__What is expected__: Your answer should be a faithful copy of the entire listing.
Segment Start: Provided records
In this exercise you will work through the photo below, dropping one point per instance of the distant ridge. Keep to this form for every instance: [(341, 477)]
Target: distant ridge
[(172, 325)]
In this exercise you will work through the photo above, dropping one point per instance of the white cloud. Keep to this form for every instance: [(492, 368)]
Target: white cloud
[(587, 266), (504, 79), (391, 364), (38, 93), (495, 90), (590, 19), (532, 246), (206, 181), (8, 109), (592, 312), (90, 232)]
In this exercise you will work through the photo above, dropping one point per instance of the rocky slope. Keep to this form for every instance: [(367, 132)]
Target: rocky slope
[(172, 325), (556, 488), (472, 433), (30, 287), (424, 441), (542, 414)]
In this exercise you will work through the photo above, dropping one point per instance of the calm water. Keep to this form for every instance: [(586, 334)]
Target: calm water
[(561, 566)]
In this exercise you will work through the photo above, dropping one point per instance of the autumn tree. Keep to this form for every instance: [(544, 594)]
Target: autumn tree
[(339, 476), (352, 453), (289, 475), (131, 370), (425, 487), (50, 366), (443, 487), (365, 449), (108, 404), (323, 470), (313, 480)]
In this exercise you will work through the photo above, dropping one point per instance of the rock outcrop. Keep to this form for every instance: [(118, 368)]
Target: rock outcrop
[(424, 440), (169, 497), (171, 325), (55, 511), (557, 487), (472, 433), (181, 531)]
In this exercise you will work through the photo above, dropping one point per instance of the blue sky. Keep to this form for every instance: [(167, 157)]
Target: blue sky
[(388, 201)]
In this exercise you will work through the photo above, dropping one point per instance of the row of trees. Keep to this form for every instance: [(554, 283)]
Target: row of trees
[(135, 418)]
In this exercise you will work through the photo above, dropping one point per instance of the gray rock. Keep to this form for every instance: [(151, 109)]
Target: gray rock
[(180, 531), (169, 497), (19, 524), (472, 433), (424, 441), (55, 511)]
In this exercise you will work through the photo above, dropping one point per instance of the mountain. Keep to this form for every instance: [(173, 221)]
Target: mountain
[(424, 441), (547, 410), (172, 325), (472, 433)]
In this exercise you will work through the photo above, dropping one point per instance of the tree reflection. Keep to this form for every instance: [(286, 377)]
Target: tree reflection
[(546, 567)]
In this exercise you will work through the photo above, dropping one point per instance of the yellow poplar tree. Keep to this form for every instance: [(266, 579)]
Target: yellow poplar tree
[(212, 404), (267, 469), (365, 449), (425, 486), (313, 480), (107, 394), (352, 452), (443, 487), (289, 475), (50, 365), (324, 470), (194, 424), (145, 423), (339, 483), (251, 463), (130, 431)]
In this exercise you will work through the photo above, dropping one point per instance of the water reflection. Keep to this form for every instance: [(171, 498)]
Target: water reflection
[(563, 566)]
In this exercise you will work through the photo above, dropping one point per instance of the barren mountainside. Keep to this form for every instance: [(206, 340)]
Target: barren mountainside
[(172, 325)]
Segment End: Provided records
__Exercise output__:
In this exercise you will work through the photo below, dropping one point per instance of the distant ridge. Keep to this form for every instance: [(341, 477)]
Target: distant ridge
[(172, 325)]
In this exercise you will work through the photo above, dropping one point per instance of the white cloud. Keep to this form for every instance: [(492, 368)]
Target: white cloud
[(587, 266), (504, 79), (391, 364), (38, 93), (495, 90), (590, 19), (532, 246), (206, 181), (8, 109), (592, 312), (90, 232)]
In this exercise you will work through the photo above, dropping one point per instance of the rocky slope. Keep to this form for every instance: [(367, 132)]
Target: rocky slope
[(172, 325), (556, 488), (472, 433), (30, 287), (424, 441), (542, 414)]
In this exercise you will work through the photo above, dropping one point per instance of the calm water. Keep to this form for every instance: [(586, 334)]
Target: calm water
[(561, 566)]
In this exercise you will work through the photo above, dropping one point per instance of the autumn tree. Keep to this form for every instance: [(544, 594)]
Target: autumn tree
[(339, 476), (352, 453), (289, 475), (131, 370), (425, 487), (50, 366), (443, 487), (365, 449), (108, 404), (323, 470), (313, 480)]
In this exercise you will work through the photo above, dropping one point per instance of the rock outcrop. Keep to this form for every instance: [(118, 368)]
Target: rock outcrop
[(424, 440), (169, 497), (171, 325), (55, 511), (557, 487), (472, 433), (181, 531)]
In this exercise you will work through the photo above, dropping one point per instance of the blue sky. Keep to this form for every instance: [(167, 157)]
Target: blue sky
[(388, 201)]
In this exercise you will work through the photo above, dropping one point per instance of the row of trees. Keep to this form for every instance: [(554, 283)]
Target: row of trees
[(135, 418)]
In this exercise you will work through the photo above, dropping one point per instance of the gray rock. Keep to this form for every instance: [(151, 109)]
Target: gray rock
[(180, 531), (169, 497), (19, 524), (472, 433), (424, 441), (55, 511)]
In this exercise you will work through the photo above, dropping one point per instance of the mountain. Keep to this form for every instance: [(173, 221)]
Target: mountain
[(424, 441), (547, 410), (172, 325), (472, 433)]
In this exercise you will work through the photo above, dropping one point per instance of the tree reflection. Keep to this form for every instance: [(286, 377)]
Target: tree reflection
[(546, 567)]
In this exercise you will work through the photo above, dropping one point per instance of the yellow poplar tree. Keep to this form for every instance: [(266, 579)]
Target: yellow poplar tree
[(212, 404), (267, 469), (365, 449), (425, 486), (313, 480), (107, 394), (352, 452), (443, 487), (289, 475), (50, 365), (324, 470), (194, 424), (145, 423), (339, 483), (251, 463), (130, 431)]
In this exercise you will work through the photo above, dropping one point per instance of the water reflection. Keep to this form for every instance: [(171, 498)]
Target: water reflection
[(563, 566)]
In this exercise you will work through the photo above, dropping one point per instance of the barren mountainside. Keep to this form for every instance: [(206, 340)]
Target: barren mountainside
[(172, 325)]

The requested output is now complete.